PASSAGE ->
■ ■ ■ ■ ■

@ 17 days until Hiroshima Summit: Atomic Bomb Survivors’ Certificate

by Yumi Kanazaki, Staff Writer

Those exposed to the atomic bombings of Hiroshima and Nagasaki are called “A-bomb survivors.” Based on the Atomic Bomb Survivors Relief Law, the Japanese government issues the Atomic Bomb Survivor’s Certificate to those who (1) directly experienced the atomic bombings in designated areas, (2) entered the areas within about two kilometers of the hypocenters within two weeks of the atomic bombings, (3) engaged in relief activities for the wounded, dealt with dead bodies, or developed a disease after being exposed to “black rain,” or (4) were then unborn fetuses whose mothers experienced the atomic bombings. They can receive medical expenses and other allowances.

■ ■ ■ ■ ■

DATA EXCERPTS ->
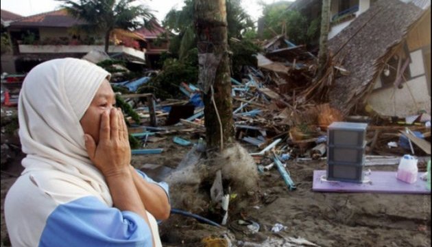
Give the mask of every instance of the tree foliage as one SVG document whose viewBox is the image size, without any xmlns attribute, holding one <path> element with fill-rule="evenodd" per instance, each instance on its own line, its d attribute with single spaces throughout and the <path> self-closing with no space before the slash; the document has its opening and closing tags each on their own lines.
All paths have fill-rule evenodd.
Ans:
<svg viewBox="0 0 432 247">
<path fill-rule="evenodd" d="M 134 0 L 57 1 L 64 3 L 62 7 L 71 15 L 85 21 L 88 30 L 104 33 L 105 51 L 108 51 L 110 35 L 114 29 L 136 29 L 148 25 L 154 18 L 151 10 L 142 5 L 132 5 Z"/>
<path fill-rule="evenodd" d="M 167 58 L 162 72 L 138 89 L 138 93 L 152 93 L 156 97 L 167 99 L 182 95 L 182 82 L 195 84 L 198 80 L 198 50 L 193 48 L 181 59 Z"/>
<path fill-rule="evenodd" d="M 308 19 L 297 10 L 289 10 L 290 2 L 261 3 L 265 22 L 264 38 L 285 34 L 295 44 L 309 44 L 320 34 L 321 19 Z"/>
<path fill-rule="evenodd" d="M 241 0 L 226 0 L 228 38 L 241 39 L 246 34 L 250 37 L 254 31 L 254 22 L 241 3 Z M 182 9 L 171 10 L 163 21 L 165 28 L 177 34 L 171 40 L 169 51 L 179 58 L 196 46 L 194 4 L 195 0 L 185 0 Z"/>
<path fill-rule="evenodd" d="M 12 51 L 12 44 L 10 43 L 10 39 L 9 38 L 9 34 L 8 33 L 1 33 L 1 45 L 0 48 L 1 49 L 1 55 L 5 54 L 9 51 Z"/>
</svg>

■ ■ ■ ■ ■

THE PROBLEM -> Condense the paragraph of the survivors' certificate article that begins "Those exposed to the atomic bombings" into a bulleted list, keeping its main facts. The rows are separate from the article and unrelated to it.

OUTPUT OF THE TASK ->
- People exposed to the atomic bombings of Hiroshima and Nagasaki are called "A-bomb survivors."
- Under the Atomic Bomb Survivors Relief Law, the Japanese government issues the Atomic Bomb Survivor's Certificate to people who:
  - directly experienced the bombings in designated areas
  - entered areas within about two kilometers of the hypocenters within two weeks of the bombings
  - did relief work for the wounded, handled dead bodies, or developed a disease after exposure to "black rain"
  - were unborn fetuses whose mothers experienced the bombings
- Certificate holders can receive medical expenses and other allowances.